#### THE RECORDS ####

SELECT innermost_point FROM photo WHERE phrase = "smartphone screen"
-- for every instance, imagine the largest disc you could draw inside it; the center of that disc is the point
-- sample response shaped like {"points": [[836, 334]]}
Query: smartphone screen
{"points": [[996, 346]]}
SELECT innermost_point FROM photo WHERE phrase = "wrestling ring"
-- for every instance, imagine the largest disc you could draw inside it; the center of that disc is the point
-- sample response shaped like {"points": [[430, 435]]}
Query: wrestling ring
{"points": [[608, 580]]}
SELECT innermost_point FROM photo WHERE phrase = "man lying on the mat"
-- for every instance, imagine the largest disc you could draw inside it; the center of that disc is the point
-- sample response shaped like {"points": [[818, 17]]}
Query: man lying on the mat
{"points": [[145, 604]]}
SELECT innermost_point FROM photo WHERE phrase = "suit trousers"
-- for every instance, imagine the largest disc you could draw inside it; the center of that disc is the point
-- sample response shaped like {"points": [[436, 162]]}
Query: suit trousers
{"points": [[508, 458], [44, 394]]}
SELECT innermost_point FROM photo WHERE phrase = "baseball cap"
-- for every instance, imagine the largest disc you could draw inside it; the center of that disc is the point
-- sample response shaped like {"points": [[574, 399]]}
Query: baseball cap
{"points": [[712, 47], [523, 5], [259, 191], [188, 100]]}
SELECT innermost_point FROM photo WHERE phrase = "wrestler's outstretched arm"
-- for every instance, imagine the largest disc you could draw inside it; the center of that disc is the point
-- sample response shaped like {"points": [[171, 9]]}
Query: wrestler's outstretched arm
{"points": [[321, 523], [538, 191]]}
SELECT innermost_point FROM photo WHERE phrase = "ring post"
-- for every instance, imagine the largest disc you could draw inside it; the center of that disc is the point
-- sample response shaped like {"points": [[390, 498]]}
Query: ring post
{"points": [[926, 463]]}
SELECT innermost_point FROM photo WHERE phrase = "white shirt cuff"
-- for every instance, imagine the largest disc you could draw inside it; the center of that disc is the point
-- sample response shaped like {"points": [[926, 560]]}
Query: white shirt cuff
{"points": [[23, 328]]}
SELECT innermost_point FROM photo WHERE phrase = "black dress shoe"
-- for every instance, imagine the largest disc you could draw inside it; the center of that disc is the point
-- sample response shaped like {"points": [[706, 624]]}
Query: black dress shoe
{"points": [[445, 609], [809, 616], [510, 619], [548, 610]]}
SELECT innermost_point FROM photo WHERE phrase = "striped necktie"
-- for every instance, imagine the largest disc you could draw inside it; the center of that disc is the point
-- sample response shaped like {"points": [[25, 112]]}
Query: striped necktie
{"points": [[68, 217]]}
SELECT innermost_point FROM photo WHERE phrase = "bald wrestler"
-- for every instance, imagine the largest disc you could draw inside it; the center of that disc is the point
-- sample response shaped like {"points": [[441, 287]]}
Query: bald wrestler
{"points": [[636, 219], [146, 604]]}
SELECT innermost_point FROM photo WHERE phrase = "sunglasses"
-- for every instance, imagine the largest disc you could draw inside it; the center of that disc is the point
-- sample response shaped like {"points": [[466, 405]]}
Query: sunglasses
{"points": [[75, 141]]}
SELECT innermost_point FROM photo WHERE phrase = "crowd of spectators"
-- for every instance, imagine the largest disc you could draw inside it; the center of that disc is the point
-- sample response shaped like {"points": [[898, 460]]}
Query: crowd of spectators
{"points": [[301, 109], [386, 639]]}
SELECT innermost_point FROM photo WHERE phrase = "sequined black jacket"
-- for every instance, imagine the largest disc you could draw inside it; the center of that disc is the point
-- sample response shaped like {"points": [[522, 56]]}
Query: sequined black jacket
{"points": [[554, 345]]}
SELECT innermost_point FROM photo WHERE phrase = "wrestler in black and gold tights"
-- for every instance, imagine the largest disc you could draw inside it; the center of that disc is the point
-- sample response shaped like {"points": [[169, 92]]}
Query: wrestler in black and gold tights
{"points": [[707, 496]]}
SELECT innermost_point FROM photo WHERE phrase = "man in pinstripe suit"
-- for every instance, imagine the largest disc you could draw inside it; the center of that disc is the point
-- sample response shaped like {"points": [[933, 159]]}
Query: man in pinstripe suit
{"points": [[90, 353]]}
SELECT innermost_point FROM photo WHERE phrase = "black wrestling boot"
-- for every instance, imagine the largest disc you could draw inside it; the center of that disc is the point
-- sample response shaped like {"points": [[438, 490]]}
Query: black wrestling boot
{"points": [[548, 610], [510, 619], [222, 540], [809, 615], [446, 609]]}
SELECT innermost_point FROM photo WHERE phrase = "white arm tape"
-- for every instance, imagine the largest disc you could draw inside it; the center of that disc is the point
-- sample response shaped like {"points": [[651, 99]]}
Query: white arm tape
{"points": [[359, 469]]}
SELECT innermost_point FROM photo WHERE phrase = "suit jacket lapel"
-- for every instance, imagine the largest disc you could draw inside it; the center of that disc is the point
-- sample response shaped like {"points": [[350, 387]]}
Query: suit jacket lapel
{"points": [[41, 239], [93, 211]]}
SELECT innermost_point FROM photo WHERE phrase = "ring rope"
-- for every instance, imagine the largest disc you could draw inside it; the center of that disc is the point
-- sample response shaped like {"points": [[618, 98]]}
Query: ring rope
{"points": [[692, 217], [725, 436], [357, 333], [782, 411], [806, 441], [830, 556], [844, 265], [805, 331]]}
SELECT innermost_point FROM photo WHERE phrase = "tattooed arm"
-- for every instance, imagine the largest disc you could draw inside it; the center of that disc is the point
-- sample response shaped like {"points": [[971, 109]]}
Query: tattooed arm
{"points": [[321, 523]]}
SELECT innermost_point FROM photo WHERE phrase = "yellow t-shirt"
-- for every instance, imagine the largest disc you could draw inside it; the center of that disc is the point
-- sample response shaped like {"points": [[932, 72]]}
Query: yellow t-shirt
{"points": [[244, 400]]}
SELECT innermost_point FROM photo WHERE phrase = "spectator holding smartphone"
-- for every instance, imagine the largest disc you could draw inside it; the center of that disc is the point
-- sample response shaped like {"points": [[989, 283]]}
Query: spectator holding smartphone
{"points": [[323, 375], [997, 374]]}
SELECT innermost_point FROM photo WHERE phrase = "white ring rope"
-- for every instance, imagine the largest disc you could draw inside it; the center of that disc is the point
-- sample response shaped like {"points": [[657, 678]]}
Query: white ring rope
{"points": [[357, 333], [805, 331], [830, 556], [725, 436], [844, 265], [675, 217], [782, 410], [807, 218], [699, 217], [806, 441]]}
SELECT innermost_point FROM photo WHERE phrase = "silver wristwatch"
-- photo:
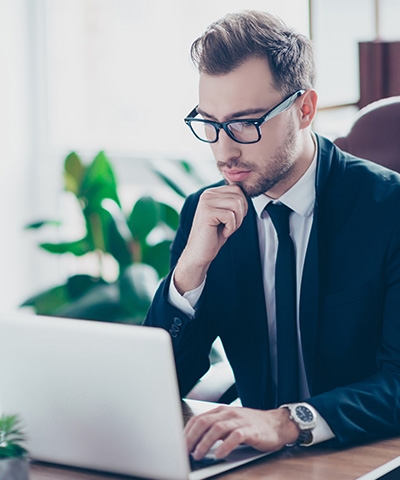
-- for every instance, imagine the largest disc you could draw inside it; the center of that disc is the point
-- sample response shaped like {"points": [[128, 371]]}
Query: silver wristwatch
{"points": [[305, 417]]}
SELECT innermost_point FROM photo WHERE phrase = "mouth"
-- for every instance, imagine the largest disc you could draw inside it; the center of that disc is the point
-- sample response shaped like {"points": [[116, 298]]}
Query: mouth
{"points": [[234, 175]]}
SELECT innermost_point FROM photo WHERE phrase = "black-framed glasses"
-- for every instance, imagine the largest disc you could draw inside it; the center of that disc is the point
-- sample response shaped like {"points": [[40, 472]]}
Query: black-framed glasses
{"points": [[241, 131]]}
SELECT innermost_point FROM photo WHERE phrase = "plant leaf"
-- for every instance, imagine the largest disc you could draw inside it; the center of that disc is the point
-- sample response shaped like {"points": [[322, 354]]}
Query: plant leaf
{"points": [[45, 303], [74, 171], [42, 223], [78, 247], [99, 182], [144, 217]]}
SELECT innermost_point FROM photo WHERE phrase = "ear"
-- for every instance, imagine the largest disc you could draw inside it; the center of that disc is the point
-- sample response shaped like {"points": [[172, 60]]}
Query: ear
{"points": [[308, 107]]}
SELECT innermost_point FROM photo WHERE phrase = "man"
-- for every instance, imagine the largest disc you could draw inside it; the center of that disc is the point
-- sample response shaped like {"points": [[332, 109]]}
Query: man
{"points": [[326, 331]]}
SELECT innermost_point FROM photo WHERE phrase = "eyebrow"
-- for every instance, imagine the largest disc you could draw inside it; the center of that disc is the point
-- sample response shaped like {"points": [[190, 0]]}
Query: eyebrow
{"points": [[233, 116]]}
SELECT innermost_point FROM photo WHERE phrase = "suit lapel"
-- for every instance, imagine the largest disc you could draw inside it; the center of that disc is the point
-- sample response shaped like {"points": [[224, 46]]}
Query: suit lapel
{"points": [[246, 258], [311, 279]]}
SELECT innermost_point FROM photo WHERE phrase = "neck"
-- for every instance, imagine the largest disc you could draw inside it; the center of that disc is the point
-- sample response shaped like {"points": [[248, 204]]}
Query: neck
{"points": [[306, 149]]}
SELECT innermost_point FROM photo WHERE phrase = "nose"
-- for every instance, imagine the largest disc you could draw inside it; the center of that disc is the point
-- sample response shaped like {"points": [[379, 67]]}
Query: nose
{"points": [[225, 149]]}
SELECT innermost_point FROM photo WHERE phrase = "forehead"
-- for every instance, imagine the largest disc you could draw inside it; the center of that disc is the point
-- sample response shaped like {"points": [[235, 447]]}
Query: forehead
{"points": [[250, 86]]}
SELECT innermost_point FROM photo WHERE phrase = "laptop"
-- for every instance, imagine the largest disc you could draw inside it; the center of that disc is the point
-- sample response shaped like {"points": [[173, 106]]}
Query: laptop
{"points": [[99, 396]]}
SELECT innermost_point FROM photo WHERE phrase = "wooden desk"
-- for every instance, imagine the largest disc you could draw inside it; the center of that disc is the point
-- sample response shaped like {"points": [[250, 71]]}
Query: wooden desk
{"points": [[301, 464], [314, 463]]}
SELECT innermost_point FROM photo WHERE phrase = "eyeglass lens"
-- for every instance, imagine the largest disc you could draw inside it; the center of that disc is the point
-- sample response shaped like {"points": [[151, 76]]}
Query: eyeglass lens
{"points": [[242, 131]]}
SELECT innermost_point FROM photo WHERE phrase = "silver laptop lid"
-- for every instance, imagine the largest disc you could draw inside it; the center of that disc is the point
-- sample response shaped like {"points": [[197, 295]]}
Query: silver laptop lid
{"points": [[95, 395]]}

####
#### THE RECORDS ####

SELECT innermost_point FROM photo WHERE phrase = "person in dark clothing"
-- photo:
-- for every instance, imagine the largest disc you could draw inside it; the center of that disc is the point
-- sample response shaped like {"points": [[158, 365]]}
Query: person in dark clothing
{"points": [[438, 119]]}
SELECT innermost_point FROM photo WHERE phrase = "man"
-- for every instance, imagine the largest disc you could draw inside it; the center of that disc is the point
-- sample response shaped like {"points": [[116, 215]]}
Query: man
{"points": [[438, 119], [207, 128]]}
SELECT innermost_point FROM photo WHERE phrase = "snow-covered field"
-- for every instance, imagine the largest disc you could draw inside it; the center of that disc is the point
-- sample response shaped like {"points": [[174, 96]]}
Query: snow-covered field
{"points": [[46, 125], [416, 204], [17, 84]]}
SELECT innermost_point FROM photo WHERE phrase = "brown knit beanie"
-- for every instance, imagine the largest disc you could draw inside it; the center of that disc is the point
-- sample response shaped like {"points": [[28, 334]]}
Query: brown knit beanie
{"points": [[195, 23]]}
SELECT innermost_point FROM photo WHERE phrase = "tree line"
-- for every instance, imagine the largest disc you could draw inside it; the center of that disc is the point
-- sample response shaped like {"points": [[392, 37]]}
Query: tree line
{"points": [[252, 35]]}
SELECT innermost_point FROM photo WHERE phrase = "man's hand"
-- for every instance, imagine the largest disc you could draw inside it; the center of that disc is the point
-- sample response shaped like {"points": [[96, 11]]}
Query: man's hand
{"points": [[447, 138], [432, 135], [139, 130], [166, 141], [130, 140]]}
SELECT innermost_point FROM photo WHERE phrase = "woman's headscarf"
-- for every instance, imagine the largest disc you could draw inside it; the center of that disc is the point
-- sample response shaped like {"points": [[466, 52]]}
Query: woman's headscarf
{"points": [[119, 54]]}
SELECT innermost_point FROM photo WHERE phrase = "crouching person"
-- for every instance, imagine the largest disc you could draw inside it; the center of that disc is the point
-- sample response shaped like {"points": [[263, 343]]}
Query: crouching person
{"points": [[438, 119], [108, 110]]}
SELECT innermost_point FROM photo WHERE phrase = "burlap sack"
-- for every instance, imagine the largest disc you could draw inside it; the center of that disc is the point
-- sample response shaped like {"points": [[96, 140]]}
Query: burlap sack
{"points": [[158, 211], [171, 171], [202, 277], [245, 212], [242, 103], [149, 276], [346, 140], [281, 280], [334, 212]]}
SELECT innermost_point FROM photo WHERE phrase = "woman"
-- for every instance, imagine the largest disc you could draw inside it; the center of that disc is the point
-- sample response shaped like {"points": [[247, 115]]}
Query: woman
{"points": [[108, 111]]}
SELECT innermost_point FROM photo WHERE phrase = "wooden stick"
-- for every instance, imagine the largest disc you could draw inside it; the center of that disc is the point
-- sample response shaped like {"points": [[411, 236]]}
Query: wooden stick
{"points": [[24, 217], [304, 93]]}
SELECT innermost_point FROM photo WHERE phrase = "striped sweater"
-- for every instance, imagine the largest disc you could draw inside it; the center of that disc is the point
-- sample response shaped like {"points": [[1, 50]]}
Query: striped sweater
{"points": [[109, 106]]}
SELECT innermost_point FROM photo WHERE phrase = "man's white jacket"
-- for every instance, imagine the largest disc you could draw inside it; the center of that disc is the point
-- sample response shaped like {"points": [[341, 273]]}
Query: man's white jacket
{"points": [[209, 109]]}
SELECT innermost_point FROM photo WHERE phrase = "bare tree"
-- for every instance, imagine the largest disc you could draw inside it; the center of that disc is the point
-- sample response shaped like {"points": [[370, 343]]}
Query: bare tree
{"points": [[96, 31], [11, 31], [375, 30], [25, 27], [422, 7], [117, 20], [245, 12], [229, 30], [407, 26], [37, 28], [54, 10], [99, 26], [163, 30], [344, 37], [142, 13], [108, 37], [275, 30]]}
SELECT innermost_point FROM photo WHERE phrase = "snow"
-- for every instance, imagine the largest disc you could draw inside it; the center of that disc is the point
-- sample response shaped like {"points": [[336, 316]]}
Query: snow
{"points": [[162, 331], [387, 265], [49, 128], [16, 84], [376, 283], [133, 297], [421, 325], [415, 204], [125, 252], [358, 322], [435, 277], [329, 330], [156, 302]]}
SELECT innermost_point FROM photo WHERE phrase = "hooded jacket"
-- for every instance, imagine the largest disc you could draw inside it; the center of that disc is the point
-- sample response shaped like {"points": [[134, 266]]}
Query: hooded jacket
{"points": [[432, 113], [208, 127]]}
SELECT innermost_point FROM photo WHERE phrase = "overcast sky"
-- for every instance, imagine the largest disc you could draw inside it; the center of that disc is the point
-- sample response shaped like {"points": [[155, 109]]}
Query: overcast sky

####
#### THE RECORDS ####

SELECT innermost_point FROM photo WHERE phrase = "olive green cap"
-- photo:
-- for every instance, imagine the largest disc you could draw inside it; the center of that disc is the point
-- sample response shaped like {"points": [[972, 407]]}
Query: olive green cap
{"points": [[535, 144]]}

####

» WHAT NEEDS TO BE DONE
Show every line of the records that contains the word "person".

» RESPONSE FOR THIS EXERCISE
SELECT innermost_point FROM photo WHERE phrase = "person in dark clothing"
Query: person in dark clothing
SELECT innermost_point FROM photo WHERE phrase = "crouching person"
Query: crouching person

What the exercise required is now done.